Exercise instructions
Reproduce the material starting at the line containing "[point] every instance of the parked" and ending at the end of the material, requests included, shifting every coordinate in the answers by adding -143 to it.

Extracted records

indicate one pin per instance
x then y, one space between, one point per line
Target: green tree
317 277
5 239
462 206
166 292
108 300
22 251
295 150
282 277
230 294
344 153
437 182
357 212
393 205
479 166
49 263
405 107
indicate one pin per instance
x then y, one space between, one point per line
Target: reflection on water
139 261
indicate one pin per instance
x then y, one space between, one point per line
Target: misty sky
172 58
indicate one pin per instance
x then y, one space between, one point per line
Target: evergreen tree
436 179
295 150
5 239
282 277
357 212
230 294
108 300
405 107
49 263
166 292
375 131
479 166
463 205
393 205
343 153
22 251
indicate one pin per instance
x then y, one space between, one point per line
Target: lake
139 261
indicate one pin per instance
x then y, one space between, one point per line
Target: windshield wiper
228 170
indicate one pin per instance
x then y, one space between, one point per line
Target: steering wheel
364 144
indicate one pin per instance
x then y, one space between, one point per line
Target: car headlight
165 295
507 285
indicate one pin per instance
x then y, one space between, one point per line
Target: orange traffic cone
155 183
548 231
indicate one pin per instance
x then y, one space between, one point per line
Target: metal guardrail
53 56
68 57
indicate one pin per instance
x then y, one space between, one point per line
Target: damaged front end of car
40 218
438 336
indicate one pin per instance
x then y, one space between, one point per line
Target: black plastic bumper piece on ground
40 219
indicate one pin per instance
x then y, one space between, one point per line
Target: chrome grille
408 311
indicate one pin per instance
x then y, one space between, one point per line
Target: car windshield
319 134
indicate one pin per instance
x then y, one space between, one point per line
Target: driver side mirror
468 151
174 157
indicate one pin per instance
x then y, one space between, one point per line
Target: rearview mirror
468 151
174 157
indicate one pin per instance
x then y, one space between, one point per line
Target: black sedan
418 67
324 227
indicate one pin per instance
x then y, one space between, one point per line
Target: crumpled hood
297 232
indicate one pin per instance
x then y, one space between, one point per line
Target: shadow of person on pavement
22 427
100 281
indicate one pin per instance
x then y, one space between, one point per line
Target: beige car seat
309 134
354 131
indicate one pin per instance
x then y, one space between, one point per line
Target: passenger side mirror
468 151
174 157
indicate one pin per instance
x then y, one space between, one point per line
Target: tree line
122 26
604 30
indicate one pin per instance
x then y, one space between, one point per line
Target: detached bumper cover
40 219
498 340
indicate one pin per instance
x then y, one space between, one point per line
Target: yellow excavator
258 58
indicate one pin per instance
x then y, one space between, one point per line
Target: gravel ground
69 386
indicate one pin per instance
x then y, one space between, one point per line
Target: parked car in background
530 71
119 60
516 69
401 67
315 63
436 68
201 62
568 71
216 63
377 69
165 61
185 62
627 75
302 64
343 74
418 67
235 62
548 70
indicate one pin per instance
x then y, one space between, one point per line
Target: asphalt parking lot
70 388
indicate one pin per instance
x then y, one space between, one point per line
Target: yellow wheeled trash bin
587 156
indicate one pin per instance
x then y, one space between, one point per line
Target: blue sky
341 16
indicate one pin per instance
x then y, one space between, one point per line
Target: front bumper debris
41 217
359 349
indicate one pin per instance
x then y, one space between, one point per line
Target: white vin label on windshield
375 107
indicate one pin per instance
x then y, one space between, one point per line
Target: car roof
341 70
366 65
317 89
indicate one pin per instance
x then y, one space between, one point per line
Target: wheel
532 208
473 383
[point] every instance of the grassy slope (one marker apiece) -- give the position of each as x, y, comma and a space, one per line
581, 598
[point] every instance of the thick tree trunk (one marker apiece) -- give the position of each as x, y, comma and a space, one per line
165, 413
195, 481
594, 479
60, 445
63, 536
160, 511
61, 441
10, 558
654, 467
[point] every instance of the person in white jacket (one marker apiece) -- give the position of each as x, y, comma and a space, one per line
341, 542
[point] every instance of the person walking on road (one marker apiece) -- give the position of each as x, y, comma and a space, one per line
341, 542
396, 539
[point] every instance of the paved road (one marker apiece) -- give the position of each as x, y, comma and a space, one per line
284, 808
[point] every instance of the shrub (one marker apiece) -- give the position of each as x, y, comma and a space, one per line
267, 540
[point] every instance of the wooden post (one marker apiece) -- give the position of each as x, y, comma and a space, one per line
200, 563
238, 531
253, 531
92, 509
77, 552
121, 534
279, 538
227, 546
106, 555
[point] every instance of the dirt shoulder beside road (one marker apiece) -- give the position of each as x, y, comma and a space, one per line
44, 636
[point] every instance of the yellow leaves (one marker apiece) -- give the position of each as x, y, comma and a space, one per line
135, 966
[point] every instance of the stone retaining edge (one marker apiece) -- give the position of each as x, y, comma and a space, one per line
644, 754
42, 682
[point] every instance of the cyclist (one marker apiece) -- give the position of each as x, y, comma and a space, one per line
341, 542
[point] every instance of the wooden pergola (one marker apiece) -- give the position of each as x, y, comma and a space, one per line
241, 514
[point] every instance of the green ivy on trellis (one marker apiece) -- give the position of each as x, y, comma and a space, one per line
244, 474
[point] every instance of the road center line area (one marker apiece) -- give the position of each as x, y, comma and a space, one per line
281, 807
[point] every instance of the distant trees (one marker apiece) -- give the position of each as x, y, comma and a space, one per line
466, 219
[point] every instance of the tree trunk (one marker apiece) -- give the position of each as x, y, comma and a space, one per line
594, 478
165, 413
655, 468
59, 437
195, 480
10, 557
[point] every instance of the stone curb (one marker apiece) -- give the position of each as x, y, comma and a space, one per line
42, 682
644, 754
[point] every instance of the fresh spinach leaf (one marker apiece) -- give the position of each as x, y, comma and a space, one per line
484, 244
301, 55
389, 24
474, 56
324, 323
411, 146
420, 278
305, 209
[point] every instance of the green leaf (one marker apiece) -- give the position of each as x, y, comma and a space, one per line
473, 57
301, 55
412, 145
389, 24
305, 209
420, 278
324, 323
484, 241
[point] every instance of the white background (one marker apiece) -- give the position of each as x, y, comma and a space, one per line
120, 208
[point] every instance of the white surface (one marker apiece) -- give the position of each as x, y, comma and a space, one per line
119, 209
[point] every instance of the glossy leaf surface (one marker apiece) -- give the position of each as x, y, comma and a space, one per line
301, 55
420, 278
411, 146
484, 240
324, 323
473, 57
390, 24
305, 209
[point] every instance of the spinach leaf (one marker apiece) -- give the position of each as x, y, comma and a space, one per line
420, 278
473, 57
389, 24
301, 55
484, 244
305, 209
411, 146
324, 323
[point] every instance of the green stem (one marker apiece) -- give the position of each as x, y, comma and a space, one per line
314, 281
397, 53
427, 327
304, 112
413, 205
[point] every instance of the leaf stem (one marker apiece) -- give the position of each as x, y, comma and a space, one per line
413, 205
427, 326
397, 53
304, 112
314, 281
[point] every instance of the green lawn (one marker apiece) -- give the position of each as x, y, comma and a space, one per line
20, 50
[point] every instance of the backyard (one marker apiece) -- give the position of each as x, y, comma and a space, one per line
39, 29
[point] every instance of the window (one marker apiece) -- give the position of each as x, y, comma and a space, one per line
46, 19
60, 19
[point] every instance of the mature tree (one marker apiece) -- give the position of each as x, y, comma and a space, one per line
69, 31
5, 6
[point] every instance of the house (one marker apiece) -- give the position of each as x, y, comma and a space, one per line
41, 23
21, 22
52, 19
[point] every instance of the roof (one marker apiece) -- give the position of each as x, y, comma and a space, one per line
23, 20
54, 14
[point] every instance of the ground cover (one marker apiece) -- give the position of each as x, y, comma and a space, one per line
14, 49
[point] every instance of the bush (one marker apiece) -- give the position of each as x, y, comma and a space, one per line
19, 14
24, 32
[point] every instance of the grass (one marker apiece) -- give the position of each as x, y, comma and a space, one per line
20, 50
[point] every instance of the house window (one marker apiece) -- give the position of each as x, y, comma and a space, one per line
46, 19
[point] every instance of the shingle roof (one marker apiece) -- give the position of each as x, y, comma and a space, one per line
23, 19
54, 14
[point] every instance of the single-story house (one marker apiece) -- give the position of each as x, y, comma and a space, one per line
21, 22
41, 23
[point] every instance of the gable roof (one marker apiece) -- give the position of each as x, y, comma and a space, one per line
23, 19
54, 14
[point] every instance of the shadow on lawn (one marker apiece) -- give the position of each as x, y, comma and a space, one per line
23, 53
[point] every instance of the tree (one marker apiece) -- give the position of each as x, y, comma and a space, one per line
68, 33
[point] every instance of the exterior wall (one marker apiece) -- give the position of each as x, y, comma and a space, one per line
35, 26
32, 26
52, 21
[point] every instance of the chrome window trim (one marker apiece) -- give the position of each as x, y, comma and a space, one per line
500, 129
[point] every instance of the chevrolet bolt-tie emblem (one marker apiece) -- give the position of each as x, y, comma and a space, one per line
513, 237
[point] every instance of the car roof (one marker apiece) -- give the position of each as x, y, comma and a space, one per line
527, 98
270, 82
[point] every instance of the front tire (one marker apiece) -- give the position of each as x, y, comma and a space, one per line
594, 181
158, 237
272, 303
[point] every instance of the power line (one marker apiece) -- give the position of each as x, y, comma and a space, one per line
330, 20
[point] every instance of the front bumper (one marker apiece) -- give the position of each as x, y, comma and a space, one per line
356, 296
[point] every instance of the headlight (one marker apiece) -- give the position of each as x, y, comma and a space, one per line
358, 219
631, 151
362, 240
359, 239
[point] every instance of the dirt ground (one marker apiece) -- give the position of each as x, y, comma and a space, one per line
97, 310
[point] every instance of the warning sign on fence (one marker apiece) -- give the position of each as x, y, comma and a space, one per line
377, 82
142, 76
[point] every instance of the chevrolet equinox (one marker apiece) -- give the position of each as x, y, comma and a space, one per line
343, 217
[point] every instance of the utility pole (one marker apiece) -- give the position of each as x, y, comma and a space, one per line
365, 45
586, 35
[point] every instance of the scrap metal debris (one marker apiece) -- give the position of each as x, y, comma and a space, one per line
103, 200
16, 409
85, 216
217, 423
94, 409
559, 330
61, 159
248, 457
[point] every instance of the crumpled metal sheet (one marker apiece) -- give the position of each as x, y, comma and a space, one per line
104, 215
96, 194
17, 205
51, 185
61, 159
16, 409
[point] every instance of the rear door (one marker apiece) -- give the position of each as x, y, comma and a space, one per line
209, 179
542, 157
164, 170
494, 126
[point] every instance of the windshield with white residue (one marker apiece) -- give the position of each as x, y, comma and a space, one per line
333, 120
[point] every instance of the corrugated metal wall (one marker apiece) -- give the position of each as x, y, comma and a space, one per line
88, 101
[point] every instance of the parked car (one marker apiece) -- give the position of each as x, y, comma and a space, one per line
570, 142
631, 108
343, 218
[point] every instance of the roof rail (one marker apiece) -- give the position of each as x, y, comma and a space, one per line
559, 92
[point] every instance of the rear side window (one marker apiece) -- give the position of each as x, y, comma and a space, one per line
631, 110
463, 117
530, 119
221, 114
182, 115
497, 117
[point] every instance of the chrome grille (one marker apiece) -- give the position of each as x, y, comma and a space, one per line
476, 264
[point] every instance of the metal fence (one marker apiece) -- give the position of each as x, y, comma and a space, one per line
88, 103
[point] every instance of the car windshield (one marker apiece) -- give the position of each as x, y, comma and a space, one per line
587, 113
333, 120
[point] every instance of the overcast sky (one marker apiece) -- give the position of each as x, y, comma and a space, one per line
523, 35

Solution to this exercise
[point] every instance of the parked car (one marker apiece) -- give the position of each as x, y, comma and a space, one per line
427, -1
488, -35
200, 75
[point] every instance of the roof rail (one marker apiece) -- give the position of each as x, y, comma and a space, one per line
416, -51
[point] every instance of the rear side window (one marker apiece) -- give the position of each as x, y, comma and a space, one per line
488, -33
320, -26
387, -24
78, -29
39, -28
354, -26
[point] every instance of the chrome grille (one marker apiece) -- give the position of each as x, y, comma and a space, one per line
333, 121
[point] every instance of the metal fence (one marker apiece) -- give the position of each as x, y, comma and a space, one per line
-55, -40
[point] every instance of the car windshield (one marker apiece) -- give the position of each as x, y, comma and a space, one per line
444, -30
190, -23
[point] every instance of the overcast sky (one marker apiece) -- give the position of each as x, y, comma and a space, one per line
380, -108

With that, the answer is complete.